* Task to carry out
Answer these questions using the text on TCPA compliance below:
(a) Under the Quiet Hours provision, during which hours is a telephone solicitation to a residential subscriber prohibited?
(b) In King v. Bon Charge, what did the consumer opt into marketing messages to receive?
(c) Which court issued the February 2026 ruling in Bradford v. Sovereign Pest Control?

* Text provided
If your agency uses phone calls or text messages to reach leads and clients, TCPA compliance in 2026 is not optional — it’s one of the most significant legal risk areas your business faces. The Telephone Consumer Protection Act has been a persistent source of class action litigation, but a wave of recent court rulings is reshaping the legal landscape in meaningful ways. Here is what every health and life insurance agency needs to understand right now.
Key TCPA Compliance Cases Reshaping the Law in 2025–2026
Five significant rulings have emerged in the past year that, together, paint a comprehensive picture of where TCPA enforcement is heading. Each addresses a different corner of the law:
D. Del., April 30, 2026
5th Cir., February 2026
Multi-district
D. Utah, June 2025
We actively track TCPA developments, FCC rulemaking, and class action trends on behalf of the agencies we serve. When the rules change — and in this space, they change fast — we update our platform guidance and push that information to you as quickly as possible. Stay tuned to this blog for the latest.
TCPA Compliance 2026: Understanding the Quiet Hours Rule
A core element of TCPA compliance in 2026 — and one of the most litigated — is the “Quiet Hours” provision. The TCPA and its FCC implementing regulations prohibit initiating any “telephone solicitation” to a residential subscriber before 8:00 a.m. or after 9:00 p.m. local time at the called party’s location.
In recent years, plaintiff law firms — some running aggressive social media campaigns promising consumers “$500 to $1,500 per text” — have flooded courts with quiet hours claims, even in cases where the recipient previously consented to receive communications. This surge in manufactured litigation has forced businesses to spend upwards of $75,000 defending cases that many legal experts consider legally questionable.
The Game-Changer: Consent Defeats Quiet Hours Claims
The most significant recent development comes from King v. Bon Charge (D. Del., April 30, 2026), where a federal court held squarely that a consumer who voluntarily provided their phone number to a business cannot bring a quiet hours claim under the TCPA.
The court’s reasoning was straightforward: the quiet hours provision only applies to “telephone solicitations” — and a solicitation, by definition, requires unsolicited contact. When a consumer knowingly opts into marketing messages (in this case, to receive a 15% off coupon), that voluntary act constitutes “prior express invitation or permission,” removing the communication from the definition of a telephone solicitation entirely. No solicitation means no quiet hours violation.
This ruling builds on a growing judicial consensus. Courts have repeatedly recognized that valid consent — particularly clickwrap consent obtained through clear terms and conditions — is a complete defense to TCPA quiet hours and Do-Not-Call (DNC) claims. The Fifth Circuit’s February 2026 ruling in Bradford v. Sovereign Pest Control similarly confirmed the breadth of the consent defense under the statute.
If your agency captures phone numbers through a landing page, enrollment form, or lead intake workflow, the language consumers agree to at that point of capture is your first and most powerful line of legal defense. Vague or passive browsewrap language won’t cut it anymore — affirmative, specific consent is the standard.

* Record set
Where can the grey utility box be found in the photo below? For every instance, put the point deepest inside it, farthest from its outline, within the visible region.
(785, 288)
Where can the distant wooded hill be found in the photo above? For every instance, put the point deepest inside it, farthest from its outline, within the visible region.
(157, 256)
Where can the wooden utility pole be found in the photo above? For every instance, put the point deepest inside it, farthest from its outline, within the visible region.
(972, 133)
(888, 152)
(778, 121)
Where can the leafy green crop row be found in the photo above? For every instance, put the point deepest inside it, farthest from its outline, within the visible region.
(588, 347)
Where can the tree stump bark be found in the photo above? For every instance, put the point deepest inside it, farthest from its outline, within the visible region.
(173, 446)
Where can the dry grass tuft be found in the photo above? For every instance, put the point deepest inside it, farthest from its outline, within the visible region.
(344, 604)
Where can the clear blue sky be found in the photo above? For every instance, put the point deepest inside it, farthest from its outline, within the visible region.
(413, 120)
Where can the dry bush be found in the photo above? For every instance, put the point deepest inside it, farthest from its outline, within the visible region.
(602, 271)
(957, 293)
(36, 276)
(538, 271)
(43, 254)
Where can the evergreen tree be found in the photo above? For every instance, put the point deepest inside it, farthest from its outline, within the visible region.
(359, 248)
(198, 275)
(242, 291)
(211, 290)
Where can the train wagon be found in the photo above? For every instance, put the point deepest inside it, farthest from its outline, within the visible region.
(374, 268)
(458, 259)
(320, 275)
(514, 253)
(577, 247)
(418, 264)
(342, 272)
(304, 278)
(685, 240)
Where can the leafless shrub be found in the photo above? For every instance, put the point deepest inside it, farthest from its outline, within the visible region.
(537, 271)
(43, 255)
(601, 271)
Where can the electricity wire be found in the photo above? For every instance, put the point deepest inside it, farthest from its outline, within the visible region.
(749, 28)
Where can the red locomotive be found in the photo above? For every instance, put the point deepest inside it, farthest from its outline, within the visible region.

* Exercise output
(a) Before 8:00 a.m. or after 9:00 p.m. local time at the called party's location.
(b) A 15% off coupon.
(c) The Fifth Circuit.